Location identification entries
* * *
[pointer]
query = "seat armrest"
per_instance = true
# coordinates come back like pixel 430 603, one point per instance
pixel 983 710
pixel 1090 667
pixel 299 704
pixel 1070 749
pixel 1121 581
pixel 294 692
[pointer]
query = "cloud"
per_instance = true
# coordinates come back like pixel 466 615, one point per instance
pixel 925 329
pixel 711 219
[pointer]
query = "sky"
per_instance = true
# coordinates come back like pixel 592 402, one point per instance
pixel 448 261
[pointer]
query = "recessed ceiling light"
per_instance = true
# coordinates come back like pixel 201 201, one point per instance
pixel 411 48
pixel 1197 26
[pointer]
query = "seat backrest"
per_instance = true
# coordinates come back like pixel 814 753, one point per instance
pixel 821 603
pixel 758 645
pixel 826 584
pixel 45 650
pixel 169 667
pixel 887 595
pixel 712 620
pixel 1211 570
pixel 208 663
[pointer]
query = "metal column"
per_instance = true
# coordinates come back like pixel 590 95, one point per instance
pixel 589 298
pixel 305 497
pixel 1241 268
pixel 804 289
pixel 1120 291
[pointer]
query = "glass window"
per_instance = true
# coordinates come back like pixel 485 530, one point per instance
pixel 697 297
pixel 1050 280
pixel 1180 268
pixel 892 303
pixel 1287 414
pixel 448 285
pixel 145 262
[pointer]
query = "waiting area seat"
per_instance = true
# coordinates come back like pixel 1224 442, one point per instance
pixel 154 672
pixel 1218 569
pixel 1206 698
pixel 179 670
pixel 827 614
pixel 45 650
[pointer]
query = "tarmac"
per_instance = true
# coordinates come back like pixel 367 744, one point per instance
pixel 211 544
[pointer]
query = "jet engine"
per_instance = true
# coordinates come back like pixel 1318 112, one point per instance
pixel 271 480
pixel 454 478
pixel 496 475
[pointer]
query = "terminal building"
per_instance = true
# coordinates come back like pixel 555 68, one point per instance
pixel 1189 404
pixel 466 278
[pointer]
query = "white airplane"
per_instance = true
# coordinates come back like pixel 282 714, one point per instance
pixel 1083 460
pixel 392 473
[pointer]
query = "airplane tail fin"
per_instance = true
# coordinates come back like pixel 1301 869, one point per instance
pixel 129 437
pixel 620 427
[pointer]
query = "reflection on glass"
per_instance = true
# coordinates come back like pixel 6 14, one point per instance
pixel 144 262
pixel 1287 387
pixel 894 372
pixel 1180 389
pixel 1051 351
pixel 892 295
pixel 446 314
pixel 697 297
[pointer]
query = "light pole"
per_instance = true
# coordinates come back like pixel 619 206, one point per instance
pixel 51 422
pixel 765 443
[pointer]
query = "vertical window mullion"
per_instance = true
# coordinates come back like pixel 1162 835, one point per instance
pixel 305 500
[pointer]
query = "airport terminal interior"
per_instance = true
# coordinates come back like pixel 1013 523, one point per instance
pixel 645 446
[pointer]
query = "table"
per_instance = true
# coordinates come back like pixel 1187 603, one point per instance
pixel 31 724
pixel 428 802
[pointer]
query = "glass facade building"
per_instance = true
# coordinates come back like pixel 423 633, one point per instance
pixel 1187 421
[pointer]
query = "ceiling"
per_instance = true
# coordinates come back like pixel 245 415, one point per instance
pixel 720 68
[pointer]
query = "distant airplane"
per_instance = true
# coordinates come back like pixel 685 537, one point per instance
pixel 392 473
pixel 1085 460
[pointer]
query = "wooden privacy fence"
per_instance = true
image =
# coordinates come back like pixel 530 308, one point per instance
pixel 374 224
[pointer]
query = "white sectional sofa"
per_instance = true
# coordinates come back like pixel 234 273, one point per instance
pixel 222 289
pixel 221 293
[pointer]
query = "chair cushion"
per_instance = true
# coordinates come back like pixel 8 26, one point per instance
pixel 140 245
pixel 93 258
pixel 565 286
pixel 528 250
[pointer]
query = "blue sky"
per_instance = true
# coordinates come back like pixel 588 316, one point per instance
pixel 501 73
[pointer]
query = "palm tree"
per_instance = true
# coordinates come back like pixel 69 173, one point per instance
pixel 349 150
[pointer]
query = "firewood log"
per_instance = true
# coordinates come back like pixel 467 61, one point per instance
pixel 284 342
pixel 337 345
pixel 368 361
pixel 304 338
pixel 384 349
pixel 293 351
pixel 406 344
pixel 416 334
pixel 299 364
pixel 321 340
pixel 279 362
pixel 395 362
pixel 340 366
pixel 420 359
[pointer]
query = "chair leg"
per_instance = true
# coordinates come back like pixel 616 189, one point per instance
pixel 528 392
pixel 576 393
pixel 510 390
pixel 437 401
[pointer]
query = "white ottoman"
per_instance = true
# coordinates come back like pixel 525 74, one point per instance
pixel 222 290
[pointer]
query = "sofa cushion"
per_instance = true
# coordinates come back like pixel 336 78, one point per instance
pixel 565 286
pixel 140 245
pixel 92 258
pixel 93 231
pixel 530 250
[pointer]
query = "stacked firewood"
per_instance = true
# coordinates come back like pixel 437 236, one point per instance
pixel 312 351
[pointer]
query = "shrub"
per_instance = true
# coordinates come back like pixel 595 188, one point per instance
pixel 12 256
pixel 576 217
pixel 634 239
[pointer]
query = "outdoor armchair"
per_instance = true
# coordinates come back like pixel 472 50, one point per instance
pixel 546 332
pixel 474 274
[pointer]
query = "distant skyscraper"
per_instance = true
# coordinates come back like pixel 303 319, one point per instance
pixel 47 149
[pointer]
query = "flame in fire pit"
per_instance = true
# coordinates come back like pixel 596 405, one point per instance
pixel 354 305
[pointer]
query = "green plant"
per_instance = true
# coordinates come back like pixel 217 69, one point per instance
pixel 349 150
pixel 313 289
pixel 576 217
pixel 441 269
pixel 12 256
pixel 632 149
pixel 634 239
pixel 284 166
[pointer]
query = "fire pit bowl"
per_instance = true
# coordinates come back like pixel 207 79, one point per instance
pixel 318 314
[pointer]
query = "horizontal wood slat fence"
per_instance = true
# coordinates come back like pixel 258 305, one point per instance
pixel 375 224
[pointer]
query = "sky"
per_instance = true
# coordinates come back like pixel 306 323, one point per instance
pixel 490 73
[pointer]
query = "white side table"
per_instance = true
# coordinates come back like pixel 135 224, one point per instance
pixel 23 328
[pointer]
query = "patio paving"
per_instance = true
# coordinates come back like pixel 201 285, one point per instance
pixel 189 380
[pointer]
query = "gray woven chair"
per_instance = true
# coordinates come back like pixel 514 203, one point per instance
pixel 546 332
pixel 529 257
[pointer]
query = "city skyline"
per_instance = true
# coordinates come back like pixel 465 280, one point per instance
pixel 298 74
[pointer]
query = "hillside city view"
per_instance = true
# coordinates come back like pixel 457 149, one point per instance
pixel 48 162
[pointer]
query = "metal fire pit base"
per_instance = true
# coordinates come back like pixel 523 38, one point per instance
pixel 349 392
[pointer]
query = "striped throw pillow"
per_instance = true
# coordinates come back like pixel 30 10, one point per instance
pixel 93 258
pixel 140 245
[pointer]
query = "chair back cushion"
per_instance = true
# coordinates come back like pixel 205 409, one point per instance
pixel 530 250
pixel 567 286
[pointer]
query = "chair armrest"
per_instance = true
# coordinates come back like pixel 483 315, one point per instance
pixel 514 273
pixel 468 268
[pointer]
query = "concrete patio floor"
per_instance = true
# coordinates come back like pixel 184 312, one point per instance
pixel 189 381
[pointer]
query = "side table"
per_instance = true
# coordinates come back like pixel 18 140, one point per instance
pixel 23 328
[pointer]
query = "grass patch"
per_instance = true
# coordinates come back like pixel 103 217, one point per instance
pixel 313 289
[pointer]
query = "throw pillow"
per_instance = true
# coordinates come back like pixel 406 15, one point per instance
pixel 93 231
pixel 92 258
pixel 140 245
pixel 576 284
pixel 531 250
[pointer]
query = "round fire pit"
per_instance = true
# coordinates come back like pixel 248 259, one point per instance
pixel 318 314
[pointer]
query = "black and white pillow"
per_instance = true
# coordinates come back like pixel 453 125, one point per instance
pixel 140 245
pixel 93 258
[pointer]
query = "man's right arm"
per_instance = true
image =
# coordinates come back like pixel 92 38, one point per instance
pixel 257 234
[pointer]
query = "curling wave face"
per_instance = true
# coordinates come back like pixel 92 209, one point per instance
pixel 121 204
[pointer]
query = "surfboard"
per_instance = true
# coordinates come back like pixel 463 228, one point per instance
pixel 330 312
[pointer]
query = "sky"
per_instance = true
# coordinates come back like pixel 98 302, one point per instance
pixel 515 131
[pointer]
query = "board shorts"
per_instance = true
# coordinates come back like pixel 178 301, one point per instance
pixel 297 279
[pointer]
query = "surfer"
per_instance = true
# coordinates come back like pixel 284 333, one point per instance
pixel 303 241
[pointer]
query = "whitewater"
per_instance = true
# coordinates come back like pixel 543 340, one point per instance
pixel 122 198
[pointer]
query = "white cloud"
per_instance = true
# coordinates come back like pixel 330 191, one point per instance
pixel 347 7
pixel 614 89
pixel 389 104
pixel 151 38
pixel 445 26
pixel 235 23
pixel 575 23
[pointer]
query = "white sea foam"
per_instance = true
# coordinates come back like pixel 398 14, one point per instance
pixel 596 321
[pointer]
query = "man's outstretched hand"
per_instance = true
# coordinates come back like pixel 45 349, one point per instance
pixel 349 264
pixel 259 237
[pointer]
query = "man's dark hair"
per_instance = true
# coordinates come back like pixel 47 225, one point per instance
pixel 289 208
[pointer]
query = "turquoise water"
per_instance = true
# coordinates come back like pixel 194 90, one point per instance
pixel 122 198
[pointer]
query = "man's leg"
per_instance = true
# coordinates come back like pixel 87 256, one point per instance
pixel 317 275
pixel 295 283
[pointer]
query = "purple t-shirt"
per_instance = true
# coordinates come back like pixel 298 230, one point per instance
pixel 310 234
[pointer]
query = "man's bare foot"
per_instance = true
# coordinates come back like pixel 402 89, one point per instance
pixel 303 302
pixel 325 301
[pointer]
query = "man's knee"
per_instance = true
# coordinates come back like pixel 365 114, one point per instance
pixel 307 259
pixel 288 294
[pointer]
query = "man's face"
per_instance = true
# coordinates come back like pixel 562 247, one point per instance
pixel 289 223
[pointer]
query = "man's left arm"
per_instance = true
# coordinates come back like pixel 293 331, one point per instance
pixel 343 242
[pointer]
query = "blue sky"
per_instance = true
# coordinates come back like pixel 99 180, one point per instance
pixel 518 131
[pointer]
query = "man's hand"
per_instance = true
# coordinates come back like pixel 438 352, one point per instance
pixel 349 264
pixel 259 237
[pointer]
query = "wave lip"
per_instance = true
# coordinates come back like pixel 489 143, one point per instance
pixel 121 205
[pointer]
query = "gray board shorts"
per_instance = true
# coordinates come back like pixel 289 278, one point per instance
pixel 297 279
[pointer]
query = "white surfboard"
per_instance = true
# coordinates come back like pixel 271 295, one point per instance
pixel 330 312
* * *
• [TASK OBJECTIVE]
Please report how many lines in the records above contain the word "fence". Give only the number.

• [FINISHED TASK]
2